SOURCE DOCUMENT

══════════

FIREWALLS AND REVENUE ALIGNED BUDGET AUTHORITY

As we look to reauthorization of TEA-21 and the future of the Federal-aid highway program, we believe that it is essential to preserve and reaffirm the principle of a user-based transportation financing system in which all receipts are guaranteed to be used for the purposes for which they were intended.

To accomplish this, TEA-21 set highway obligations at levels based on then-current estimates of gasoline and related tax receipts, and established two mechanisms to guarantee spending. First, separate budgetary spending caps or "firewalls" were established in the Budget Enforcement Act for highway and transit spending. Second, TEA-21 included an adjustment mechanism, Revenue Aligned Budget Authority (RABA), to annually adjust the spending caps or "firewalls" based on updated revenue estimates, increasing or decreasing highway spending each year so that it would align itself with Highway Trust Fund receipts.

These tools RABA and the "firewall" provisions-were designed to provide the long-term fiscal stability needed for State and local highway and transit agencies to finance, design and execute multi-year multi-million dollar construction programs.

Mr. Chairman, we urge you and the Members of your Committee to maintain the "firewall" provision for highway and transit spending.

REFINEMENT OF THE RABA MECHANISM

Recent experience has demonstrated that there are unintended flaws in the RABA mechanism. Changes in economic conditions that result in minor adjustments to estimated receipts cause wide swings in highway funding levels. As with any new mechanism, it is appropriate that we carefully examine and refine the RABA mechanism, including its calculation methods and revenue estimating procedures. We recommend that Congress consider replacing the current calculation method with one that simply compares actual previous year receipts to the assumptions made at the time the bill passed, with the difference becoming the RABA adjustment.

ACCURACY OF THE RABA CALCULATION

One serious concern that must be addressed is the accuracy of the process used by the Department of the Treasury to determine the revenue estimates used in calculating RABA. The correction of a $600 million error by the Department of Treasury has already reduced the proposed highway cutback to $8.6 billion. Recent information on fiscal year 2001 truck sales and fuel tax revenues at the State level call into question the Treasury forecasts. For example, the American Trucking Associations indicates that its data shows truck sales down by 23 percent for 1991 as compared to the Treasury estimate of 50 percent. This leads us to believe that other adjustments in RABA could occur.

We recommend that you consider instituting reforms to the Department of Treasury's process for estimating tax receipts to the Highway Account. This is not the first time that the Department of Treasury has made costly errors. In 1994, a $1.3 billion error eventually cost $3.6 billion to correct. This most recent $600 million error leaves us with absolutely no confidence in their accounting methods. We are not alone in our concerns. In June 2000, the United States General Accounting Office released a report in which they indicated that "Treasury's process for allocating tax receipts to the Highway Account of the Highway Trust Fund is complex and error prone." At the request of House Transportation and Infrastructure Chairman Don Young and Ranking Member James Oberstar, GAO is now engaged in a new review of Treasury's methods for estimating receipts to the Highway Account. We urge you carefully consider the results of GAO's review, and consider appropriate reforms during reauthorization.

══════════

DIRECTION 1
Rewrite the entries starting at the line that contains "Expected: one point per instance of the white wave, each" and ending at the end of the entries, with "white wave" replaced by "breaking wave" and everything else left unchanged.

══════════

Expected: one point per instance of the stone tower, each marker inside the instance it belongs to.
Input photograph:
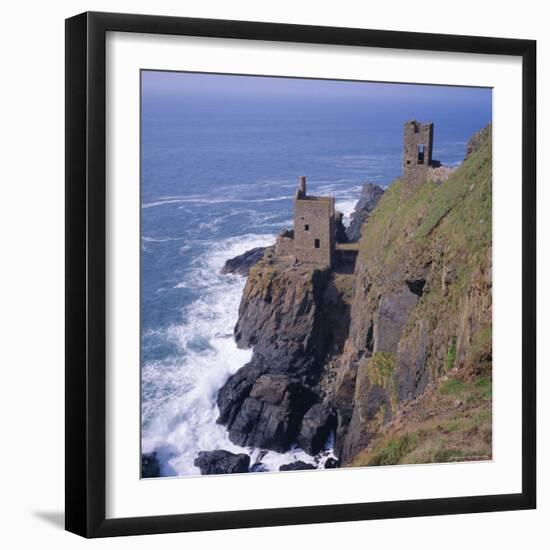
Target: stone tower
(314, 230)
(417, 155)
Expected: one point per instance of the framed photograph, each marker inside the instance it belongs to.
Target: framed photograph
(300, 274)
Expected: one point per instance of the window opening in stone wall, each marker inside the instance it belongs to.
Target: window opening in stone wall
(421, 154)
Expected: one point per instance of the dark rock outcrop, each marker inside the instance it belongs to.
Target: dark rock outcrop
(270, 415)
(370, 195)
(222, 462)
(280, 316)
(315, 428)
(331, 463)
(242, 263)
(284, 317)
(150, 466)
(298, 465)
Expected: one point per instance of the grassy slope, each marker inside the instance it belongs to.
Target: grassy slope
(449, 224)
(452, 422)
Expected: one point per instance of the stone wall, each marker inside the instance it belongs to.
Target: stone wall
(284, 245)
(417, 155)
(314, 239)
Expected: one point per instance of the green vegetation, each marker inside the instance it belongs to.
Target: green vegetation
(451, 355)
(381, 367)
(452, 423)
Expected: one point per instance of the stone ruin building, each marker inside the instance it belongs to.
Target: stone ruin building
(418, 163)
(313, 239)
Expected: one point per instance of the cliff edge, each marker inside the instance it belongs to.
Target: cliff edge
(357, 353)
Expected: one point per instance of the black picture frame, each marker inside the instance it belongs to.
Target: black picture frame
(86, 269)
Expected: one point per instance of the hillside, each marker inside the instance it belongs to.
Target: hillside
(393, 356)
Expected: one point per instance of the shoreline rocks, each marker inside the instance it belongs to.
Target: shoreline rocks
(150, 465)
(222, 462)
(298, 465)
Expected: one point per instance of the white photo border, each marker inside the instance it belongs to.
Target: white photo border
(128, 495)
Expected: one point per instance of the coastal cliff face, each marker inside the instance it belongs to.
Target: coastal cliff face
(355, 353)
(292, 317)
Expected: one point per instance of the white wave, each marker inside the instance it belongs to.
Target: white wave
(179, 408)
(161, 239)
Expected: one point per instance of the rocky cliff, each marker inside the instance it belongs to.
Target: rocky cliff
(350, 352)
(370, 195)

══════════

DIRECTION 2
Can you extend the text on highway funding and the RABA mechanism past its final sentence?

EXPECTED ANSWER 1
Expected: one point per instance of the breaking wave, each marker inside the instance it belongs to.
Target: breaking wave
(179, 408)
(161, 239)
Expected: one point per instance of the rocky cliff, each marker inside the instance it belongs to.
Target: rocky cliff
(350, 352)
(370, 195)

EXPECTED ANSWER 2
LONG-TERM ISSUES

In addition to the immediate impacts of reducing highway spending by more than a quarter, the RABA downward adjustment has longer-term consequences for the Federal-aid highway program. If the obligation level for Fiscal Year 2003 is adjusted downward from $31.7 to $23.2 billion, then the $23 billion level will become the baseline for reauthorization of TEA-21. That would leave us at a starting point $8.6 billion below where we are today, and considerably lower that the $27.8 billion obligation level for fiscal year 2003 contained in TEA-21. Starting in such a deep hole,

would make it much more difficult to maintain the Federal-aid highway program at current levels, and perhaps impossible to expand it.

CONCLUSIONS

In conclusion, I would like to State that the Federal-aid highway program has been one of the most successful Federal-State partnerships ever created. It has contributed to the Nation's mobility safety, and to the unprecedented economic growth that the nation has experienced since the 1950's.

TEA-21 is a major step forward in providing much-needed funding to the Nation's highway and transit program, It is essential that the RABA principle of fully spending Highway Trust Fund receipts and guaranteeing that spending be maintained. However, it is also essential that in a time of recession, the consequences of the RABA mechanism not be permitted to eliminate hundreds of thousands of jobs while setting back much-needed transportation projects nationwide.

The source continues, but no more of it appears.